Directives -
a – Answer these questions using the earnings call transcript, giving each on its own line:
(i) As what three things was the product further packaged last quarter?
(ii) What does the company say it focuses on investing in when it thinks about investing into the future?
(iii) Who asks the next question, and from which firm?
b – Carry the earnings call transcript forward from its final sentence.

Source -
··········

I'll [address] the first part of your question and then I'll hand it over to Eliran. So first of all, it's not a rebranding, we see this more of an evolution from where we were. So just as a reminder, originally, the platform up until this day is very dynamic and flexible, allows everybody to build anything on top of our Work OS. And then last quarter, we took it a step further and further packaged our product as a CRM product, as a tool for developers, a tool for marketers, and we saw great momentum in the last quarter. Just before that we saw more than 1,000 paying customers using those products in addition to using the work management platform, and this is again, part of our strategy. We offer the flexible platform. But in addition to that, we help customers onboard with those specific solutions. We see this create better dynamics in terms of our ability to sell to larger enterprises, our ability to land new customers, while also offering the flexibility which to grow into once they start using this initial product. So overall, this increases ability to go to market and also land larger customers and offer better solutions for our customers.
With regard to your question, as a reminder, we always said that we invest based on the return that we see from our investments, and this is the playbook of moday. So when we think about investing into the future, we're focusing on making sure that we invest in product and engineering, and we grow the revenue generating sales outcomes as we did, in H1, we hired a lot of employees, added a lot of talent and we continue to invest also in online marketing. But the important thing is if it doesn't meet our guidance, internal expectations with regards to the return, we kind of take it in a modest way. So from our perspective, we continue to invest when we see the returns that we are used to and this is a playbook that we operate in [accordance].
Our next question comes from Ittai Kidron of Oppenheimer.

··········

Recorded data -

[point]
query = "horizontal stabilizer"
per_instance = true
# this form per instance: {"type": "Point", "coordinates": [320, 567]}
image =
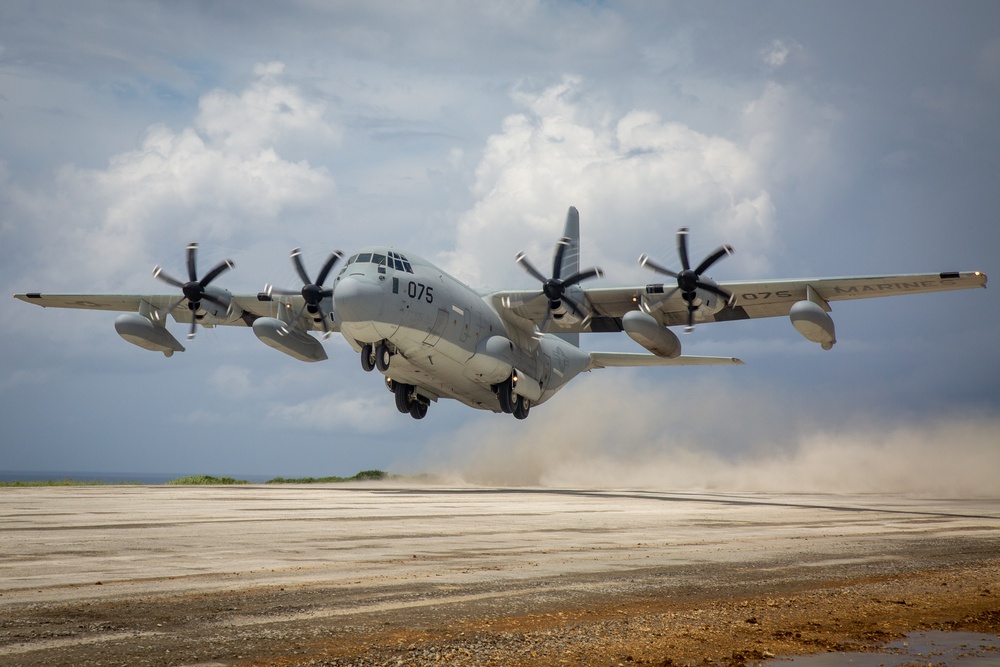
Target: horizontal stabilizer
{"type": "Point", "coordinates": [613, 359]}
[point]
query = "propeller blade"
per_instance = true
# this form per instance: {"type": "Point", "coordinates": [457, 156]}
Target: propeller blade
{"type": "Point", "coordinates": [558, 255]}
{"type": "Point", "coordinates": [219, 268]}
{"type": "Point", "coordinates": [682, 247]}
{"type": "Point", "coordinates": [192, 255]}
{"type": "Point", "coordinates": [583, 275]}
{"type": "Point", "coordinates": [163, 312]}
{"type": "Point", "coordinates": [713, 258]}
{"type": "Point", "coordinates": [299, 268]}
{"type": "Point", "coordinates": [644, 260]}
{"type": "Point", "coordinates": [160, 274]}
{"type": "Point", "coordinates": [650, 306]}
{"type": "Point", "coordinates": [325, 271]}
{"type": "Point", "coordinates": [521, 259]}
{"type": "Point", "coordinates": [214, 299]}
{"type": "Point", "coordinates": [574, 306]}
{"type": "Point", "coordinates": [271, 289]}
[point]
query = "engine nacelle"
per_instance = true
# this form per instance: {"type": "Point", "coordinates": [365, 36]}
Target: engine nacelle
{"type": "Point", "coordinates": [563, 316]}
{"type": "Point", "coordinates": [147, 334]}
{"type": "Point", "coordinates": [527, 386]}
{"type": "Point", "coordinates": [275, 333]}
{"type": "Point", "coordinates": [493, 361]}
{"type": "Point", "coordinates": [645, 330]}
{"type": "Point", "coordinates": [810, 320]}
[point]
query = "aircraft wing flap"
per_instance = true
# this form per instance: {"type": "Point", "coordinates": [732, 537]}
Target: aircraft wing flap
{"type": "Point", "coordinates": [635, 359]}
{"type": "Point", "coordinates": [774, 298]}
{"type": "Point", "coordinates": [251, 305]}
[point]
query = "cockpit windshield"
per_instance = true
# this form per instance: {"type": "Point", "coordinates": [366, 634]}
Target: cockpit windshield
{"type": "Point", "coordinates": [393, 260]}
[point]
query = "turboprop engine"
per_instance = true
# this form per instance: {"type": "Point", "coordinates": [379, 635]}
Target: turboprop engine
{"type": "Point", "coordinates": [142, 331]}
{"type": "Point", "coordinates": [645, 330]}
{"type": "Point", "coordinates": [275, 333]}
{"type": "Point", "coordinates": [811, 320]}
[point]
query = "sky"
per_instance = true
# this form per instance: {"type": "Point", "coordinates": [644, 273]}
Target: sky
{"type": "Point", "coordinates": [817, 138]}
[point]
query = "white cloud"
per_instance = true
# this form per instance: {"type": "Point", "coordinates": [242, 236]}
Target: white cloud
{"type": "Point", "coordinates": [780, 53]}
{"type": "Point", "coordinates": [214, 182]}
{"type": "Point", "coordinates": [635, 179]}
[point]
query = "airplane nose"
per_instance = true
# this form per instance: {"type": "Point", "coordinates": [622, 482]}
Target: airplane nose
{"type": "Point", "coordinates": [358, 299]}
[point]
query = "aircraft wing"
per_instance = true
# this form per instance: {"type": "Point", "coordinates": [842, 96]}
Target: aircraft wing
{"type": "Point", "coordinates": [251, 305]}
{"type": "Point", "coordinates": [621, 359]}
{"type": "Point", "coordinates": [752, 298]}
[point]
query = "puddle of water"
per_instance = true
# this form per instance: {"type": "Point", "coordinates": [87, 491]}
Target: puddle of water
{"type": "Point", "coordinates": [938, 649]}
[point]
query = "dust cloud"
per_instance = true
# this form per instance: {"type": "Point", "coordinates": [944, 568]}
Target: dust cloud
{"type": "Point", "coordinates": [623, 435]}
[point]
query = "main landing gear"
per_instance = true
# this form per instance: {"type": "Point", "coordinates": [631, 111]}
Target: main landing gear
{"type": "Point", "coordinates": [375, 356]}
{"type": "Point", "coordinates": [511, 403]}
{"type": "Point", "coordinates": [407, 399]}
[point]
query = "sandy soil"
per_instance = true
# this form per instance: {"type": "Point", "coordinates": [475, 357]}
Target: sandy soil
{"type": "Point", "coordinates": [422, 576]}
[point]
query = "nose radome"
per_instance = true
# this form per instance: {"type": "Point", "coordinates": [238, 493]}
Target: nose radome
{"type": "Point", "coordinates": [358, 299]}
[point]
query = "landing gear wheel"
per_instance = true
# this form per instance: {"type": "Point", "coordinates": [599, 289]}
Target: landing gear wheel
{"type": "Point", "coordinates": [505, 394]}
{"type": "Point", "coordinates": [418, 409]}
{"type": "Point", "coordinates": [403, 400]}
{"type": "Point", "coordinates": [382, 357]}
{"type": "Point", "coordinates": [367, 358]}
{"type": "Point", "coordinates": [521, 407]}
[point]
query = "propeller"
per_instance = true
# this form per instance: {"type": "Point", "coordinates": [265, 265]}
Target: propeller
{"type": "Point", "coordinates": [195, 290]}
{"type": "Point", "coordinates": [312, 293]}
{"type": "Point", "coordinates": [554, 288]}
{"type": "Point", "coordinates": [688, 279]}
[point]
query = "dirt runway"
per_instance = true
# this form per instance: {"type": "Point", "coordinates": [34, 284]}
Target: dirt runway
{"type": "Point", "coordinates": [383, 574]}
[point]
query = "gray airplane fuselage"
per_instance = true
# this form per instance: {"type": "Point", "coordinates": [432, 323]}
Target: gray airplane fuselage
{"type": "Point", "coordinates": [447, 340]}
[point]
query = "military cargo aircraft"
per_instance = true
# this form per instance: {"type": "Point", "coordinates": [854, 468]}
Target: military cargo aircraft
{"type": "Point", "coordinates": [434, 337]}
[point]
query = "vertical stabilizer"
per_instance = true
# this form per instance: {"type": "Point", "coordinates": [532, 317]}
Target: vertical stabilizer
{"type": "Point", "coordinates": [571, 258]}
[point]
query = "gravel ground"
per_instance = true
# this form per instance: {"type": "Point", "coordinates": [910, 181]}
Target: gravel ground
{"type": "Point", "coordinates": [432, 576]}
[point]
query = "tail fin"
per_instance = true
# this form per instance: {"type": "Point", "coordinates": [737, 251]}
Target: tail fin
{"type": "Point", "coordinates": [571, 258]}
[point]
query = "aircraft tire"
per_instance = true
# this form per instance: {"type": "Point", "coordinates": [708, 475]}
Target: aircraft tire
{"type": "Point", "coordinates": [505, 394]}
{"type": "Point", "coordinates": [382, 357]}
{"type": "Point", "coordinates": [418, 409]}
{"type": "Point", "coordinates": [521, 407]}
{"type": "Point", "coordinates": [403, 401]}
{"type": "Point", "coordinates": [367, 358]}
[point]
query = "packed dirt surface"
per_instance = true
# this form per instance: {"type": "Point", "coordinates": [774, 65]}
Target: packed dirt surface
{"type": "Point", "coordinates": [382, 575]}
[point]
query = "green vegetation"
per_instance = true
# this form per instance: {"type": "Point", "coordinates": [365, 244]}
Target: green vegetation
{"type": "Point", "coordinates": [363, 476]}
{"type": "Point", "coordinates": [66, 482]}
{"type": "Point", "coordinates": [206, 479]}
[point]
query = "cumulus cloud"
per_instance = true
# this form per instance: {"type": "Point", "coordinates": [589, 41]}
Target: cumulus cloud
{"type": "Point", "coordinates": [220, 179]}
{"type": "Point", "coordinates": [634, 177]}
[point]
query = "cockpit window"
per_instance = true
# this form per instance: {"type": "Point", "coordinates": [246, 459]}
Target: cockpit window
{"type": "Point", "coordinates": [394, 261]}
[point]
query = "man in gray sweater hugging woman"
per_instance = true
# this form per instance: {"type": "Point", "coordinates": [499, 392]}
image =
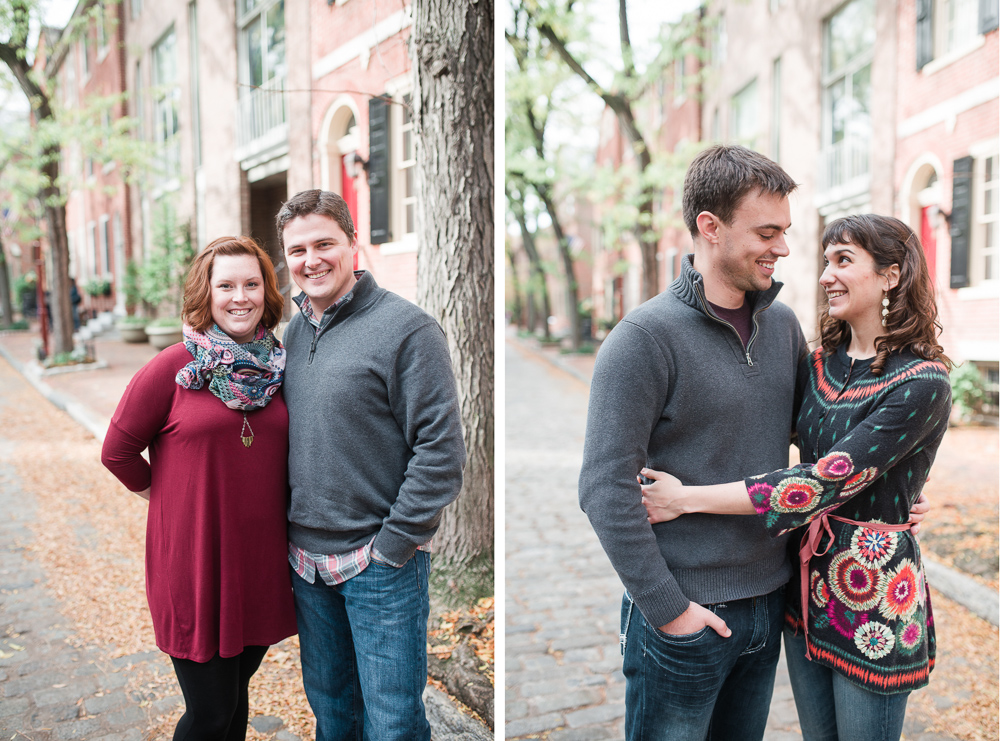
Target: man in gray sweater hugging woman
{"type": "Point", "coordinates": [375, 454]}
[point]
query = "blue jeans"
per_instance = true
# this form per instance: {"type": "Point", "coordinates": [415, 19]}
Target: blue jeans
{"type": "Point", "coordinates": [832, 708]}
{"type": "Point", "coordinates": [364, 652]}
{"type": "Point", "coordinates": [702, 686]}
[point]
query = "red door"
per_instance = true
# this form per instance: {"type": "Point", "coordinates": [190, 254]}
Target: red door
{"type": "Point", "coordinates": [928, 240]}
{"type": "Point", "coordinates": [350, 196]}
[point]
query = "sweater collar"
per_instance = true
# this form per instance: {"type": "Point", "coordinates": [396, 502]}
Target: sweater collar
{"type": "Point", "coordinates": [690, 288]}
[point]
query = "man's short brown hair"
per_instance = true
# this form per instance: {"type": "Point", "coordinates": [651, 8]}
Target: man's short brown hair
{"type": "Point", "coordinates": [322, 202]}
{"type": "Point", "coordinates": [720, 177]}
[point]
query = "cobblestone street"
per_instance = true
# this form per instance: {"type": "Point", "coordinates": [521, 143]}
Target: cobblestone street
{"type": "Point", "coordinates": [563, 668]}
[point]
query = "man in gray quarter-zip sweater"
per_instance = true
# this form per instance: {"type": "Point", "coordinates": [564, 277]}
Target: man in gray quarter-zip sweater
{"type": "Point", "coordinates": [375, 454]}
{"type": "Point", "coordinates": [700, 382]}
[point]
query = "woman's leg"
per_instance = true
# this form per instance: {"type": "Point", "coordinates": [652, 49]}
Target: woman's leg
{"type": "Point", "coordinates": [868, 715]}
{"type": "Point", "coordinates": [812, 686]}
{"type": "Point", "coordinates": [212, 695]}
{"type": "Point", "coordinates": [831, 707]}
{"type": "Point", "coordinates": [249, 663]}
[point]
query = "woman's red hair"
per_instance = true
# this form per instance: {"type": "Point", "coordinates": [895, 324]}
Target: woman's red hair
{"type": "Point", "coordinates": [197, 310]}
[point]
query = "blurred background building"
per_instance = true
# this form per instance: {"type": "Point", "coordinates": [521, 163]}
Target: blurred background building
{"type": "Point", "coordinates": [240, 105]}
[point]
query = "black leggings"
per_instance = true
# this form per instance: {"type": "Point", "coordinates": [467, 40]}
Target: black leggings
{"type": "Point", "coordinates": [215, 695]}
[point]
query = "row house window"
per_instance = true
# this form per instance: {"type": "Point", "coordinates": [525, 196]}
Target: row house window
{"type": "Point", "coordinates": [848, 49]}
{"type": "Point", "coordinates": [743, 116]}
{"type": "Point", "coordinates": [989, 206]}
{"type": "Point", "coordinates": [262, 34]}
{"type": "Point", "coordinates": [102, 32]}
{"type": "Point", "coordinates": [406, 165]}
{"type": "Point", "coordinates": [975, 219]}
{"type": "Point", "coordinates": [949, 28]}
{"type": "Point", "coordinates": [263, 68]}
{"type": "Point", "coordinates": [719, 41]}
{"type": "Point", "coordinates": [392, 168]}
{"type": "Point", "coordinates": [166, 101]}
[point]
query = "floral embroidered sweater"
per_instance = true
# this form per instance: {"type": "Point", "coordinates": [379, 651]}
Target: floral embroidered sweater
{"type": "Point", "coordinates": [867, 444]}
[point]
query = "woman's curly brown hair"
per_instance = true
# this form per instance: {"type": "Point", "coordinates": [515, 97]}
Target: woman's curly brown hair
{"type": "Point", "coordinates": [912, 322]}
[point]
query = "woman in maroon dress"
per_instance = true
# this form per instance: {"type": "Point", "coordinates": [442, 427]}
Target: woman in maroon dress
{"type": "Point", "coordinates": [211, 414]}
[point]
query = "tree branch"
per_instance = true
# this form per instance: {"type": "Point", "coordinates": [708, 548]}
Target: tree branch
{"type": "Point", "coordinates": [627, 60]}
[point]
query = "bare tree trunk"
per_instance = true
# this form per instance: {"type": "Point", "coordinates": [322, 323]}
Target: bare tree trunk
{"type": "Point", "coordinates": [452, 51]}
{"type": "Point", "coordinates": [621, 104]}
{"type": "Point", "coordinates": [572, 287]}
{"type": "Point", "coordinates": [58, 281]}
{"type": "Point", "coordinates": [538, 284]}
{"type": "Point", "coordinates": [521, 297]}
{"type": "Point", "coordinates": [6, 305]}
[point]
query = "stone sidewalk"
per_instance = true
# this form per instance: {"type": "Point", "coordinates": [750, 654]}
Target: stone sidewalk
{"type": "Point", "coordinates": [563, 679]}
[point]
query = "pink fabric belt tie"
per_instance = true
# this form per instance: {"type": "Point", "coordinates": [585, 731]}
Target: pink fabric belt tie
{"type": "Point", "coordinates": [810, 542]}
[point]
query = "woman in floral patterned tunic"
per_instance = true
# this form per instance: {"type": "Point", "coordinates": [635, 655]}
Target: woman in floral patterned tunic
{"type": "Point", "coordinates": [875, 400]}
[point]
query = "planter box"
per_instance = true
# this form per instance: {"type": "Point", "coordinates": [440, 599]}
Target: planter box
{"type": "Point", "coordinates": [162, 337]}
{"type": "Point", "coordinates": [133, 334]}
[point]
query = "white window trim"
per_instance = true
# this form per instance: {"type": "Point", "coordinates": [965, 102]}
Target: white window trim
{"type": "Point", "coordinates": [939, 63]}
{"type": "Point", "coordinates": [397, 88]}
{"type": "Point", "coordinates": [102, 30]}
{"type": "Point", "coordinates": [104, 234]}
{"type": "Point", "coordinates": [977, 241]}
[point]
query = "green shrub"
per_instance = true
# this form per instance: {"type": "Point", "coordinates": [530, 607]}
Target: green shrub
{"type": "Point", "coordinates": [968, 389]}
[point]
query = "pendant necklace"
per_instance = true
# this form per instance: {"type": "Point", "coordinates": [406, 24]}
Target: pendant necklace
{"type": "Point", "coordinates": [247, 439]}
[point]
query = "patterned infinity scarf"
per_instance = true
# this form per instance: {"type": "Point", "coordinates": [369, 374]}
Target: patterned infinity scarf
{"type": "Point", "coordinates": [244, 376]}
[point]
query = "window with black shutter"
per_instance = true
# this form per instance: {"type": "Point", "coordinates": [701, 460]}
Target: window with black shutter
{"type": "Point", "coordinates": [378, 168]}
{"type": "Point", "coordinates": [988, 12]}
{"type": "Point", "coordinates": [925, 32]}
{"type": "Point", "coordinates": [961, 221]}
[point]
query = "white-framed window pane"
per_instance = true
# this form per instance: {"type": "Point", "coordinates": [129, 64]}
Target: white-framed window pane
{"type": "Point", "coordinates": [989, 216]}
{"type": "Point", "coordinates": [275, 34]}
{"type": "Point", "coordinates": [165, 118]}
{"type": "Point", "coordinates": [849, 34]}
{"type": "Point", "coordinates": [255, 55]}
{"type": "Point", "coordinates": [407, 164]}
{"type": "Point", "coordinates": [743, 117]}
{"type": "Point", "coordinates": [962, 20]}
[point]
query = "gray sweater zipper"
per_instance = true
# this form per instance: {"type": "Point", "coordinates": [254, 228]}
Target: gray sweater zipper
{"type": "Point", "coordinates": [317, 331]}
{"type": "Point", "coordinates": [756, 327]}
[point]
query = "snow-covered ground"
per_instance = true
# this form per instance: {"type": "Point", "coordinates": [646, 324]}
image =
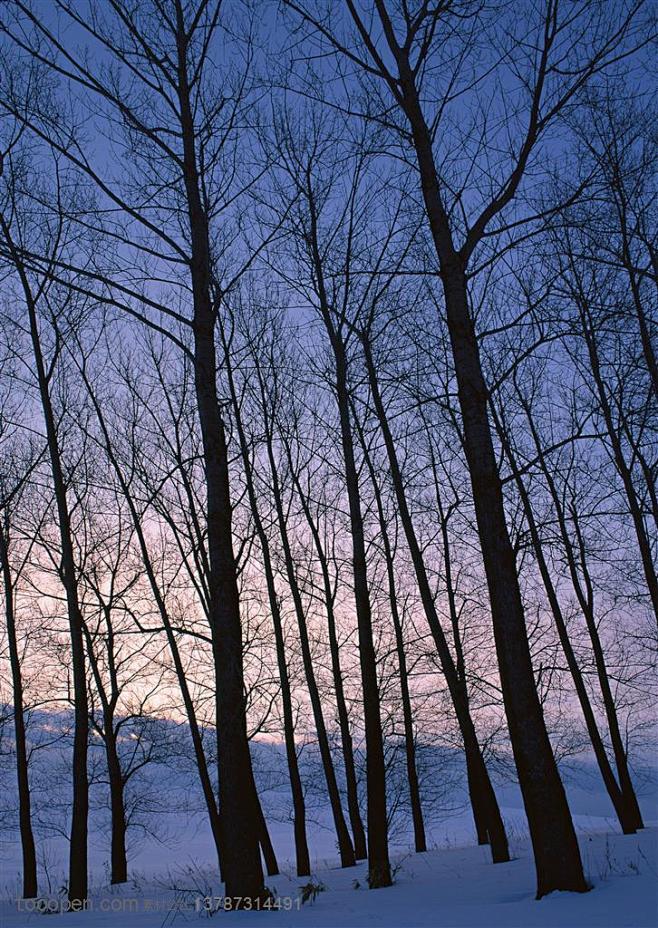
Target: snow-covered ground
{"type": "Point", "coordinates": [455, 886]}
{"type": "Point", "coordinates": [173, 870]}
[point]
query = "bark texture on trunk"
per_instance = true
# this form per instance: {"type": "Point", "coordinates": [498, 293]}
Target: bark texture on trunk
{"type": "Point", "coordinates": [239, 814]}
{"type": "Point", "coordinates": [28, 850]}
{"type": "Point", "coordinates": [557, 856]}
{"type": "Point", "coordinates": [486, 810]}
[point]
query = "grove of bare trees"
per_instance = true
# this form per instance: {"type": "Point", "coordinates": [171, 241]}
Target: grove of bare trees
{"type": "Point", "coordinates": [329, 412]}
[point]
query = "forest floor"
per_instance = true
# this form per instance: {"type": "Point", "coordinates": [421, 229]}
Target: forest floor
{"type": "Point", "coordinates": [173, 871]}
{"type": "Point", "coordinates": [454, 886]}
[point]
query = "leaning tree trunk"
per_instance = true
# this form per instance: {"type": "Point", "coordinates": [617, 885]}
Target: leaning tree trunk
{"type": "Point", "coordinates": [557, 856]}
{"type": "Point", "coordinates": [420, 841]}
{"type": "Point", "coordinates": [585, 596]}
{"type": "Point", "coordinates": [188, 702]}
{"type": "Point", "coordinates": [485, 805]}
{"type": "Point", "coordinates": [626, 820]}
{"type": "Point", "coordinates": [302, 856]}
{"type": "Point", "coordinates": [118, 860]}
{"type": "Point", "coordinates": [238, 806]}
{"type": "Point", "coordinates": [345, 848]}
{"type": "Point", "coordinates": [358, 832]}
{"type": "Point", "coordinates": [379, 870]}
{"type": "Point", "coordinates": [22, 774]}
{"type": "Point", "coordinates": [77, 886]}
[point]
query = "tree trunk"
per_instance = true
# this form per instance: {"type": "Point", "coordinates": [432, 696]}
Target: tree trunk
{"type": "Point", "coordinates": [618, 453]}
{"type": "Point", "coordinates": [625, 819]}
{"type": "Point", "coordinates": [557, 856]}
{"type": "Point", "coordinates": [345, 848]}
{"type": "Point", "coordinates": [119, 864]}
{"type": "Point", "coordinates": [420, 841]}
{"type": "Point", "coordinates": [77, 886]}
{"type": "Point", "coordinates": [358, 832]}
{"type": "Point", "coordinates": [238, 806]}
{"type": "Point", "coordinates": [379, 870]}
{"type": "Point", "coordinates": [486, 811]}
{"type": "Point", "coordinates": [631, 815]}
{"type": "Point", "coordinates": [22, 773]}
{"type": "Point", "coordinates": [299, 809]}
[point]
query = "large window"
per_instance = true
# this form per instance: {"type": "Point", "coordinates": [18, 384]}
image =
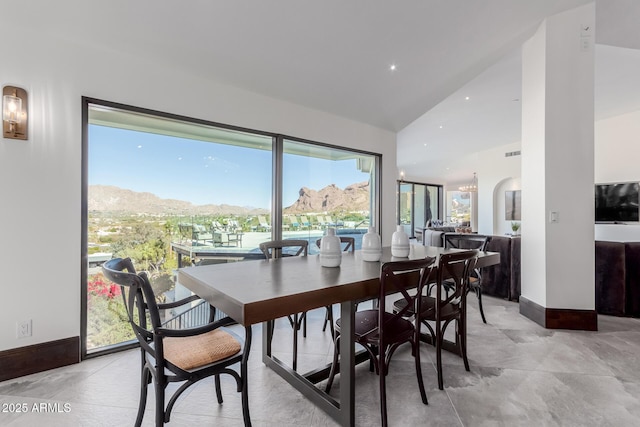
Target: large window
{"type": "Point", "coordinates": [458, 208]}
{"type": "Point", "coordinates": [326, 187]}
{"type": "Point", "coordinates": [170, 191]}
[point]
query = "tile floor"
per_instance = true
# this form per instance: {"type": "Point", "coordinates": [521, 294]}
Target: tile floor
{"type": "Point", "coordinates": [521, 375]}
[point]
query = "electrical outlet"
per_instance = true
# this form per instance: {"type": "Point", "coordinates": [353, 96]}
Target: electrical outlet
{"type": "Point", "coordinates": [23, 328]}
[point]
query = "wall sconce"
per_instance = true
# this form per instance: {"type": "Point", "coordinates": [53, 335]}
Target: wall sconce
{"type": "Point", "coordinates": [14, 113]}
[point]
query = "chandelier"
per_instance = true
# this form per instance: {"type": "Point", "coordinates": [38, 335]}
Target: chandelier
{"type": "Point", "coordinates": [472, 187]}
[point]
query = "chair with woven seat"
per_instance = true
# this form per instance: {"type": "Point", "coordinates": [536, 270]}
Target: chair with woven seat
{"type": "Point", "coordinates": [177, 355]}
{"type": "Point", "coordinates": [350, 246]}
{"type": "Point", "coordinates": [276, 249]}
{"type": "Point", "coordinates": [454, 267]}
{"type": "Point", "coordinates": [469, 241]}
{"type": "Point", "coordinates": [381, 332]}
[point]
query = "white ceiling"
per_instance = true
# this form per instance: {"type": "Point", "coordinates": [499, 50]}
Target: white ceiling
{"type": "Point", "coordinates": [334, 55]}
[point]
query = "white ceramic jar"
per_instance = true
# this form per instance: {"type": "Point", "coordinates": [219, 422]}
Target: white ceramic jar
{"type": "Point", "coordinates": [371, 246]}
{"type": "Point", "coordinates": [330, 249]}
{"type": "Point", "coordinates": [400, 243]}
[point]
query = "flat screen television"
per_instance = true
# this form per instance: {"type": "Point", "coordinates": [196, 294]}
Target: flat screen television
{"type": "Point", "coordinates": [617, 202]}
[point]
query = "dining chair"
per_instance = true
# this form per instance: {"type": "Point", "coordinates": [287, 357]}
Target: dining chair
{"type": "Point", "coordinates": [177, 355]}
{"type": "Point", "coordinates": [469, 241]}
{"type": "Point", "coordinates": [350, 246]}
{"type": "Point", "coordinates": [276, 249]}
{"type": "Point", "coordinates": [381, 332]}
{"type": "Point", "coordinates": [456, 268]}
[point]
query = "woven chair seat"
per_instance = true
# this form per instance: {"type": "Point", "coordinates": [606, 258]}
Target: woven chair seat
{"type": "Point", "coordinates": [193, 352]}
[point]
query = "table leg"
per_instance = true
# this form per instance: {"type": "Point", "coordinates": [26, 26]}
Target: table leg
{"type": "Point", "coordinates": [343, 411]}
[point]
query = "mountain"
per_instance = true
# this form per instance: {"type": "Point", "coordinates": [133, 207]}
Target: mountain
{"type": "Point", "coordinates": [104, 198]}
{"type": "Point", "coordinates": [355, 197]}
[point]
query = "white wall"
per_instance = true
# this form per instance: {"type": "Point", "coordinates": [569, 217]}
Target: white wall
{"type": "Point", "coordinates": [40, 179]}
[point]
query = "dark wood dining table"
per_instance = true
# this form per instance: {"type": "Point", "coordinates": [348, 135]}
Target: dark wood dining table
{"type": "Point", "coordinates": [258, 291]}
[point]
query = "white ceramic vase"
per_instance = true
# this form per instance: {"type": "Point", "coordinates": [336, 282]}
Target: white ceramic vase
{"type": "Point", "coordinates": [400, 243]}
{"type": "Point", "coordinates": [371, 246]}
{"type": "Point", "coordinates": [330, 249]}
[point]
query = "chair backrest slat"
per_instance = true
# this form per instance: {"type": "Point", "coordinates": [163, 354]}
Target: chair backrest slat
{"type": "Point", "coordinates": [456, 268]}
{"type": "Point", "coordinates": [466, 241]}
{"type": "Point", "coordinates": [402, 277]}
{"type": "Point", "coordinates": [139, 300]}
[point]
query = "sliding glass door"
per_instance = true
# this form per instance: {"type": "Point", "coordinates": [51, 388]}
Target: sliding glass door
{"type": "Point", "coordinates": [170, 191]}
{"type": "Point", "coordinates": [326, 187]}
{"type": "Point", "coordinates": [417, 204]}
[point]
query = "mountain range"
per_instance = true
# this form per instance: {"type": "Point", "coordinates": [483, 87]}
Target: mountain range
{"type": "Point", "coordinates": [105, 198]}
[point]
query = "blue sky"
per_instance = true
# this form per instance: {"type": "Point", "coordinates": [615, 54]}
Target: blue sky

··········

Solved tasks -
a –
(i) A CRM product, a tool for developers, and a tool for marketers.
(ii) Product and engineering.
(iii) Ittai Kidron of Oppenheimer.

b –
Eliran, maybe you could just talk about the softness you've seen late in the quarter in Europe. How much of this you think is macro effects, a little bit more of a play here? And maybe you can give us some color on the month of July, has that weakness continued into July, or you've seen an improvement? Help us think about have you qualified what you've seen into the rest of the year guidance?
So as we said, we did see some softness in Europe. Wwe think it's broad based. It's not specific countries but you see it across many countries, and also not specific to any segments. It started in June, we also see it in July, to be honest. And if you combine into this the FX impact, it's also definitely something that we should account for. So we said that in Q2, we estimate the FX impact approximately 2% negative on our growth rates and we estimate that by the end of the year, it's going to be around 300 basis points. We don't have a crystal ball. But looking at the macro economy and geopolitical terms, the Russia, Ukraine war, inflation and everything, we definitely monitor carefully the level of impact on our businesses and we adjust our assessments accordingly. So I would assume that we should take it into account even when we took it -- when we speak about guidance, probably by the end of the year.
And just as a follow-up regarding your expectations of a slower hiring in the second half of the year. Is that just because you've kind of pretty much did what you needed to do on headcount or again, this is with the macro environment in mind trying to be a little bit more cautious and focused on margins?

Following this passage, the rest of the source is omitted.